▸ Your goal:
Copy out the rows exactly, from the line containing "I would be grateful for your help identifying the light" through the last line of the rows, including both of those lines.

▸ Extracted records:

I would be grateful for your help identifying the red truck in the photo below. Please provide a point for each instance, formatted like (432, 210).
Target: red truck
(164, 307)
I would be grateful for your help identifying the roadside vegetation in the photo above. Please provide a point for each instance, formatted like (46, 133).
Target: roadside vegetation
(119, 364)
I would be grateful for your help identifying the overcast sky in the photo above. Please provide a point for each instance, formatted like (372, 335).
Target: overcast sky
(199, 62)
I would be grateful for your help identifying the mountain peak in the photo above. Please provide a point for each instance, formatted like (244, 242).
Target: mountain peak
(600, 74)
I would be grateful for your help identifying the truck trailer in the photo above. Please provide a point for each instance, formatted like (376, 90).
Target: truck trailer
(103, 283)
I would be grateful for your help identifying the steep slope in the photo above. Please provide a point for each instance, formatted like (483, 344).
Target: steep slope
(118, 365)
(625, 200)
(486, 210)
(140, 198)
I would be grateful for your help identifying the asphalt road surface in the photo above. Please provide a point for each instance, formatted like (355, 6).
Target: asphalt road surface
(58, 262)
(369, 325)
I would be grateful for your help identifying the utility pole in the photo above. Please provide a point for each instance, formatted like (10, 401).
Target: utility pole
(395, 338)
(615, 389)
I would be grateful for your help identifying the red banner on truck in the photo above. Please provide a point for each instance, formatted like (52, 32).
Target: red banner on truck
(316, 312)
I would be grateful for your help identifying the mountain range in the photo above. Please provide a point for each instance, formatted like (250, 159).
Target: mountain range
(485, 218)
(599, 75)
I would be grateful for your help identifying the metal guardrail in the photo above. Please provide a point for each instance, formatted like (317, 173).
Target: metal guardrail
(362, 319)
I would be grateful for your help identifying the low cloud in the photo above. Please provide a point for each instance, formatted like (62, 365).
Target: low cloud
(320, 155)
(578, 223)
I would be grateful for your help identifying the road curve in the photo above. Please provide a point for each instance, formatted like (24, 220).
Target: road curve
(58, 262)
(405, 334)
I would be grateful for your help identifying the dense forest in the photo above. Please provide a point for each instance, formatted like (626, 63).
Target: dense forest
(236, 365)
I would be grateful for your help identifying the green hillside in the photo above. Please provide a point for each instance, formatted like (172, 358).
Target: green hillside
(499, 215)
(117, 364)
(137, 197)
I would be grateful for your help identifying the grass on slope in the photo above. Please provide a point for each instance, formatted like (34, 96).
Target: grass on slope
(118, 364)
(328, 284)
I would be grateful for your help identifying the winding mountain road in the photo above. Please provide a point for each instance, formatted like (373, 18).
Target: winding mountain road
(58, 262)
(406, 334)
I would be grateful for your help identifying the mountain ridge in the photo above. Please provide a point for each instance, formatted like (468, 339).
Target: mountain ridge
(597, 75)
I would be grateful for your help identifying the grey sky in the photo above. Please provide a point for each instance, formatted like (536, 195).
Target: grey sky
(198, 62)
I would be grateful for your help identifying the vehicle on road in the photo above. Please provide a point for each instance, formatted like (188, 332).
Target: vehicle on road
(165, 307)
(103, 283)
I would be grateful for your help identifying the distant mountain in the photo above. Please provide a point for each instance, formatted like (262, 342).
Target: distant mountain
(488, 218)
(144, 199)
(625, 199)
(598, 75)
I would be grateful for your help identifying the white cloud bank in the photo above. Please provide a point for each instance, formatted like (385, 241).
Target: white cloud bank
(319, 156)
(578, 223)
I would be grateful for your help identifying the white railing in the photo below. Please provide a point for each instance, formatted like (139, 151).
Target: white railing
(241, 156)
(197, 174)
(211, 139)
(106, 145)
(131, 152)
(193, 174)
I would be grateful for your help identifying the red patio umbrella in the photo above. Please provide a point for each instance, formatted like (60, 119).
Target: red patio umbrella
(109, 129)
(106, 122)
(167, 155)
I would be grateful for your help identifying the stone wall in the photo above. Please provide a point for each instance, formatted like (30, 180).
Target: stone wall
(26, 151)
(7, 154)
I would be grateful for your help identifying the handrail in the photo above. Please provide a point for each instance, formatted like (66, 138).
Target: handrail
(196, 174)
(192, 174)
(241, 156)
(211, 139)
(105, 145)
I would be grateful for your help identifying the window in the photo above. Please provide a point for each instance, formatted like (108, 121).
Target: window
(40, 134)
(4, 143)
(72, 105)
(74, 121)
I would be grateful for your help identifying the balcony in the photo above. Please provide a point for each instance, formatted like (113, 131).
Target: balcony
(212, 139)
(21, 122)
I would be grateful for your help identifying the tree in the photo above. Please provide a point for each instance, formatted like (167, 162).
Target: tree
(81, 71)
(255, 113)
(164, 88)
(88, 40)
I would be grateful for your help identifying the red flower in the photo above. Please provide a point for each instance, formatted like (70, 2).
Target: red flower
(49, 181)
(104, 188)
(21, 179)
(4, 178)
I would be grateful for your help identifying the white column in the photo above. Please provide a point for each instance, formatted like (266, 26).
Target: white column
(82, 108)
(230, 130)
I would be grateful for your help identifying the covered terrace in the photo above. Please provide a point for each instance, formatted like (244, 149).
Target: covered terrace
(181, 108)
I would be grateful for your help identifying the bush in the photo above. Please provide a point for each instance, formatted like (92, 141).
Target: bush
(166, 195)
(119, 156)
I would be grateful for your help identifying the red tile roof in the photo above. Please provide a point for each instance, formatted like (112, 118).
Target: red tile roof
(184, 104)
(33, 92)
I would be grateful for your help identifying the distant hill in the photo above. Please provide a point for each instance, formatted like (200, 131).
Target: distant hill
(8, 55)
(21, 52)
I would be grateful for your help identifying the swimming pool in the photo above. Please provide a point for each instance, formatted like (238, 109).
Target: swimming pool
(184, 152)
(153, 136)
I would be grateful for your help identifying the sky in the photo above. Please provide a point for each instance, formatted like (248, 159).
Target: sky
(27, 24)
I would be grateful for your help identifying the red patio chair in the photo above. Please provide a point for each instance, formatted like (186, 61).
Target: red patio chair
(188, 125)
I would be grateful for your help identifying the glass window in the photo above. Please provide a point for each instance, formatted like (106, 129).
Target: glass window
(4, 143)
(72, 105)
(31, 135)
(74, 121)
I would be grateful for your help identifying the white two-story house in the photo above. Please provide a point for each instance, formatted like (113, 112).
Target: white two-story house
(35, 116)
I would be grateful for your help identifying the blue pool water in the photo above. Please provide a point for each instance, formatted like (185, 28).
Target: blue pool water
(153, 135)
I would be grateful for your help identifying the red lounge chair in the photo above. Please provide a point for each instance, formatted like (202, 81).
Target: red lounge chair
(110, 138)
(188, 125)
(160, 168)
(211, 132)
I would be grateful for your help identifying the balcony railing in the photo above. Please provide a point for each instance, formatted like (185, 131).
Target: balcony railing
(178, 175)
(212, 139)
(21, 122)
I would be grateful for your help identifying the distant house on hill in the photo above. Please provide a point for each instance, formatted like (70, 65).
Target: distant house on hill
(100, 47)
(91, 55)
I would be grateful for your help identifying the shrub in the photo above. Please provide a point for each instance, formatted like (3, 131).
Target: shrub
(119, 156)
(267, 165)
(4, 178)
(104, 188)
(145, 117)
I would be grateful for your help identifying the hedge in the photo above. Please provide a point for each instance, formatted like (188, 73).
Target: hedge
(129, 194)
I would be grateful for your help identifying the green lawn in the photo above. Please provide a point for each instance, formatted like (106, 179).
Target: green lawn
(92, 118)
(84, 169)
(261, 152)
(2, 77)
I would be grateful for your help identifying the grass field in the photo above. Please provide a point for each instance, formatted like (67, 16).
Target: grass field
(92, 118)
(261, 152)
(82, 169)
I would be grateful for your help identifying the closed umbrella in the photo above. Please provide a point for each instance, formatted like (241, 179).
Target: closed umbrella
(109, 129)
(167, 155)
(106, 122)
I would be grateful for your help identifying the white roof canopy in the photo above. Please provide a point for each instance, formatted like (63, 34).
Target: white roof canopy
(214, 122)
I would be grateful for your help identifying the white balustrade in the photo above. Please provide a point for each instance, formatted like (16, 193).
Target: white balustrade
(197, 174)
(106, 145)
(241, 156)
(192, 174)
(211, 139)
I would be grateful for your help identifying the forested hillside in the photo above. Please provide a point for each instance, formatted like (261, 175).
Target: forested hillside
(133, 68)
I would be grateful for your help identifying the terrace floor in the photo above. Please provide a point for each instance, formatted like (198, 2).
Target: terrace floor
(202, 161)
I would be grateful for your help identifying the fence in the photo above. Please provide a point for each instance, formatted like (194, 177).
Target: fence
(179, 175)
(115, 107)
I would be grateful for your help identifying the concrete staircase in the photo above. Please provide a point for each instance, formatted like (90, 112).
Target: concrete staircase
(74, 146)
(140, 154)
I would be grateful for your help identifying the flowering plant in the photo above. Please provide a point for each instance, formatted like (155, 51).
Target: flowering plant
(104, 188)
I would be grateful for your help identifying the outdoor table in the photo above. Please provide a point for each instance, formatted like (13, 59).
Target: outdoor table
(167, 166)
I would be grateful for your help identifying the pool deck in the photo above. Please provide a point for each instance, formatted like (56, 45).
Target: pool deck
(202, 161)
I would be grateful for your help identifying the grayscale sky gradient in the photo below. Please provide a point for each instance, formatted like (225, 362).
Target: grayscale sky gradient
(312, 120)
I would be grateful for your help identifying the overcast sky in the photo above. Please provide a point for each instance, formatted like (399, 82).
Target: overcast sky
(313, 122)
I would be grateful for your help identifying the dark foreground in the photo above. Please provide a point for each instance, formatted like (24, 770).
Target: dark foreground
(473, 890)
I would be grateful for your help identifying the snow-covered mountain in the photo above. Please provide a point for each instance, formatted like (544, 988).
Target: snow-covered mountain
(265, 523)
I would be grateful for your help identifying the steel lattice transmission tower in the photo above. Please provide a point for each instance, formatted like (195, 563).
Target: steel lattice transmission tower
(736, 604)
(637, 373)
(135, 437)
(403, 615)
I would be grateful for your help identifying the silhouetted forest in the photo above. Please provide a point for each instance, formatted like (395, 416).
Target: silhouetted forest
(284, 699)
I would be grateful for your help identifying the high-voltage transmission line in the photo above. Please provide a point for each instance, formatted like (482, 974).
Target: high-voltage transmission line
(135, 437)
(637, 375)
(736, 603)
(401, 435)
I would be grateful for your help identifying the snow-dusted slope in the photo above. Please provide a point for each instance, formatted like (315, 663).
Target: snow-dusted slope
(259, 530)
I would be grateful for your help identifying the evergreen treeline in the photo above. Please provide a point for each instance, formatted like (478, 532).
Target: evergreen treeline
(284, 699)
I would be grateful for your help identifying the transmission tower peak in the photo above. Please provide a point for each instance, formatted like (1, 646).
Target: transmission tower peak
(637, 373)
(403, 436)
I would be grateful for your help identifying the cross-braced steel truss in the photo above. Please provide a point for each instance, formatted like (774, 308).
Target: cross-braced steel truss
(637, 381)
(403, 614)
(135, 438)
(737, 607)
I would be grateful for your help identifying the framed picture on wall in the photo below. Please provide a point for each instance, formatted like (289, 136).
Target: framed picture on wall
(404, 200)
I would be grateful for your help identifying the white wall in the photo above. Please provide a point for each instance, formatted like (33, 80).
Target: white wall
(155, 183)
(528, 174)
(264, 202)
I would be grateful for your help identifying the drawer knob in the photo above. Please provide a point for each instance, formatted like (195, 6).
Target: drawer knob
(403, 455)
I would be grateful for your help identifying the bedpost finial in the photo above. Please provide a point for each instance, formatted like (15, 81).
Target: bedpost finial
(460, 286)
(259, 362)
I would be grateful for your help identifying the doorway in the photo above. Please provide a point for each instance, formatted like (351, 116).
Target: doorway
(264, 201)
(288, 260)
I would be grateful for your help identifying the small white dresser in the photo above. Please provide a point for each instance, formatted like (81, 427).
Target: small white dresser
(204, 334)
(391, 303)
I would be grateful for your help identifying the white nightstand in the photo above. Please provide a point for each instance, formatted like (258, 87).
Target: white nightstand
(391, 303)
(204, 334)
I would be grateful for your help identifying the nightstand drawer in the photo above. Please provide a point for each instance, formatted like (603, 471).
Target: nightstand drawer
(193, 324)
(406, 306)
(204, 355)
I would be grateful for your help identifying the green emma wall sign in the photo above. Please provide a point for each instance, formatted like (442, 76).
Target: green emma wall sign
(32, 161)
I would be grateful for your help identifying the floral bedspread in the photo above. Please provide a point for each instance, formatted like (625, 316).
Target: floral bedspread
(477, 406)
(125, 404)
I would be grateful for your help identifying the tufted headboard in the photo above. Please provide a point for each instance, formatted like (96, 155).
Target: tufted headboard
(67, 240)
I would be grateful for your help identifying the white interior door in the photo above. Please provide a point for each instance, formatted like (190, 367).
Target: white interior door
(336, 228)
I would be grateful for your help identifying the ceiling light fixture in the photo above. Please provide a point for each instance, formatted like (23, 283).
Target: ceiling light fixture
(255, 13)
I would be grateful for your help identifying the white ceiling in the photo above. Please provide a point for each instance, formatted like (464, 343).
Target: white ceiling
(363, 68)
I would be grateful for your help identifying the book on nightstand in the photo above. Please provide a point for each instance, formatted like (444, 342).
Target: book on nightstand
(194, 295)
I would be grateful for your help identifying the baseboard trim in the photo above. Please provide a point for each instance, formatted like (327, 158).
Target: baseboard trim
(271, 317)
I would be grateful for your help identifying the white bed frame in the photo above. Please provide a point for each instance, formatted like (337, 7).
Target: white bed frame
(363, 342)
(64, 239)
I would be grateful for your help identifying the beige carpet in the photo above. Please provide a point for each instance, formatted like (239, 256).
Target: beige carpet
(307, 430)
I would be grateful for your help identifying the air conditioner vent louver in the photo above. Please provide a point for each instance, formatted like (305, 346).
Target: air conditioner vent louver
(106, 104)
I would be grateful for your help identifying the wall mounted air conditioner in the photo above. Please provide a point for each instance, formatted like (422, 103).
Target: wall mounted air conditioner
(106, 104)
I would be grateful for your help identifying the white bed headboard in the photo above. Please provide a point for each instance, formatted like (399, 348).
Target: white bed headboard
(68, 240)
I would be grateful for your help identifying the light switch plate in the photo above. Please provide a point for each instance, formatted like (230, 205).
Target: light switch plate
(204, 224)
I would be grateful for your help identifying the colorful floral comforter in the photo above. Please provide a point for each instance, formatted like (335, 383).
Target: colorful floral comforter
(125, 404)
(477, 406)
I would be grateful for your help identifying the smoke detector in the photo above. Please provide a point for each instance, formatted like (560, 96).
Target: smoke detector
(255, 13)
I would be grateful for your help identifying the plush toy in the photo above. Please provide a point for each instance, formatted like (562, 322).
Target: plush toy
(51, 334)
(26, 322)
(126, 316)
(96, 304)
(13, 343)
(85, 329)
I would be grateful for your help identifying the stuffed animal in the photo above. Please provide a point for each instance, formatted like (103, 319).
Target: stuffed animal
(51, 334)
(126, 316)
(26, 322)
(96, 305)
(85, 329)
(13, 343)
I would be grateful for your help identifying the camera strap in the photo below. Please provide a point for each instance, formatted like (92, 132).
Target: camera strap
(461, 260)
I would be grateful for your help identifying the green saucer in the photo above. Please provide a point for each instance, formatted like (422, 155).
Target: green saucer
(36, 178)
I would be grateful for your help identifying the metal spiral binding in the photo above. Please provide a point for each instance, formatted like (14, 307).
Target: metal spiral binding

▸ Response to the exercise:
I would be grateful for your help identifying the light switch plate in the photo above. Please provide a point for each instance, formatted like (230, 205).
Target: light switch plate
(204, 224)
I would be grateful for your help identifying the colorful floral comforter in the photo above. Please provide a point for each instance, formatted like (335, 383).
Target: colorful floral comforter
(125, 404)
(477, 406)
I would be grateful for your help identifying the smoke detector in the photo above. Please provide a point for each instance, formatted like (560, 96).
Target: smoke detector
(255, 13)
I would be grateful for your help identifying the plush toy in the photo above. Please provide a point for each instance, formatted like (562, 322).
Target: plush toy
(51, 334)
(26, 322)
(126, 316)
(96, 304)
(13, 343)
(85, 329)
I would be grateful for your help identifying the stuffed animal in the photo above. Please provide a point for each instance, formatted like (103, 319).
Target: stuffed animal
(51, 334)
(126, 316)
(26, 322)
(96, 305)
(85, 329)
(13, 343)
I would be grateful for your help identifying the camera strap in the photo below. Please provide a point for each instance, formatted like (92, 132).
Target: camera strap
(461, 260)
I would be grateful for your help identifying the green saucer in the photo above. Please provide a point for each instance, formatted like (422, 155).
Target: green saucer
(36, 178)
I would be grateful for your help identifying the metal spiral binding in the photo above. Please provide a point for each instance, formatted like (14, 307).
Target: metal spiral binding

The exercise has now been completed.